▶ A block of data
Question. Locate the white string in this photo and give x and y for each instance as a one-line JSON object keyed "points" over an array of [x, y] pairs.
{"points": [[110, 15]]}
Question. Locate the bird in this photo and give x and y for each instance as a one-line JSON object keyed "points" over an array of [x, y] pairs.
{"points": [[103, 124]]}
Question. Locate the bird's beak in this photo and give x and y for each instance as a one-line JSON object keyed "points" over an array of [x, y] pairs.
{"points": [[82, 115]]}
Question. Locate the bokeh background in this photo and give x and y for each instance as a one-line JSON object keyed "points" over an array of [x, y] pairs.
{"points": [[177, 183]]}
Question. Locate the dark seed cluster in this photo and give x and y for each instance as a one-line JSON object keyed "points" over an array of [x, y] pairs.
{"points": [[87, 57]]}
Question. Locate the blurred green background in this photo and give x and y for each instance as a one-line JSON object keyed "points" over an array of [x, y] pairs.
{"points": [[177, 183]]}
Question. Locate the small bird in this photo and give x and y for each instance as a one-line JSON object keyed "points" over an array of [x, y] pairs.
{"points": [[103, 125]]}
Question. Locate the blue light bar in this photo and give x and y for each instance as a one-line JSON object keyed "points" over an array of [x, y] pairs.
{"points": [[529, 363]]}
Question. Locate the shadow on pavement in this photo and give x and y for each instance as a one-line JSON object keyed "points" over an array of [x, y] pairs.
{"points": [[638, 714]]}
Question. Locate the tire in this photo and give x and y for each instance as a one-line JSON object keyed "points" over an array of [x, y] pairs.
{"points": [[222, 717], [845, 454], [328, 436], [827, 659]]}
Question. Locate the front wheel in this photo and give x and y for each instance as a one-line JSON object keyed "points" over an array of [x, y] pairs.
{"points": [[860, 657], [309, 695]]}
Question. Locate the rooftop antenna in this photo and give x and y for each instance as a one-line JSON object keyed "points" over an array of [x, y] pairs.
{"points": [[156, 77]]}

▶ Given instruction
Can you copy out every line of the items, from the line with "Question. Locate the shadow" through the end of the items, and add -74 to each x and y coordinate in the answers while leaving all other text unchanged?

▶ Solution to this problem
Question. Locate the shadow on pavement in this photo and give x and y for each instance as a one-line JSON object keyed "points" over an array of [x, y] pairs.
{"points": [[564, 640]]}
Question. Locate the tire in this photo and give x and y for each instance as a one-line JSON object keyed "points" over an array of [x, y] pairs.
{"points": [[148, 643], [771, 380], [254, 362], [753, 585]]}
Question. Locate the front wheel in this photo and give x and y for each instance as a one-line JSON object keyed "points" over an array of [x, y] pairs.
{"points": [[786, 583], [235, 621]]}
Question. Locate the rooftop antenna in this photo and give x and y for each instance as a one-line JSON object keyed "points" over an array of [x, y] pairs.
{"points": [[82, 3]]}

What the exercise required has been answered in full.